### WHAT IS BEING ASKED
Copy each line of the records below that mentions the word "steak".

### Records from a data source
┌────────
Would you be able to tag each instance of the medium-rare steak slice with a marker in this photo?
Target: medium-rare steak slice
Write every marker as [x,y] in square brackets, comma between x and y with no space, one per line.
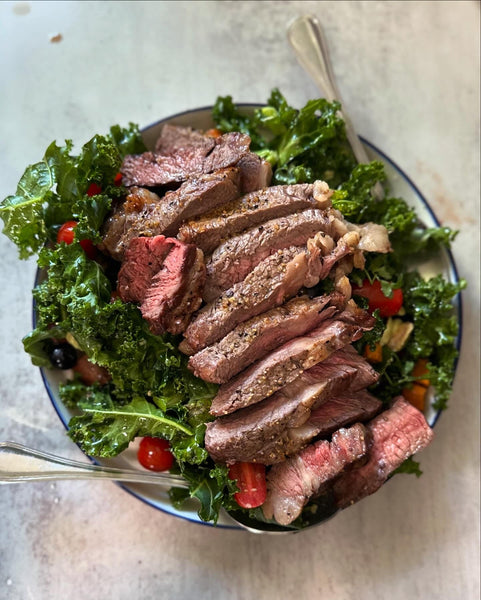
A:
[256,173]
[282,366]
[237,256]
[124,217]
[151,169]
[257,433]
[145,214]
[210,229]
[396,434]
[173,138]
[339,411]
[266,432]
[275,279]
[290,484]
[176,285]
[253,339]
[143,259]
└────────
### EXERCISE ANSWER
Would you be able to tag each instance of the medium-rare steak slice with a marker in this photo?
Target: medium-rare steak slice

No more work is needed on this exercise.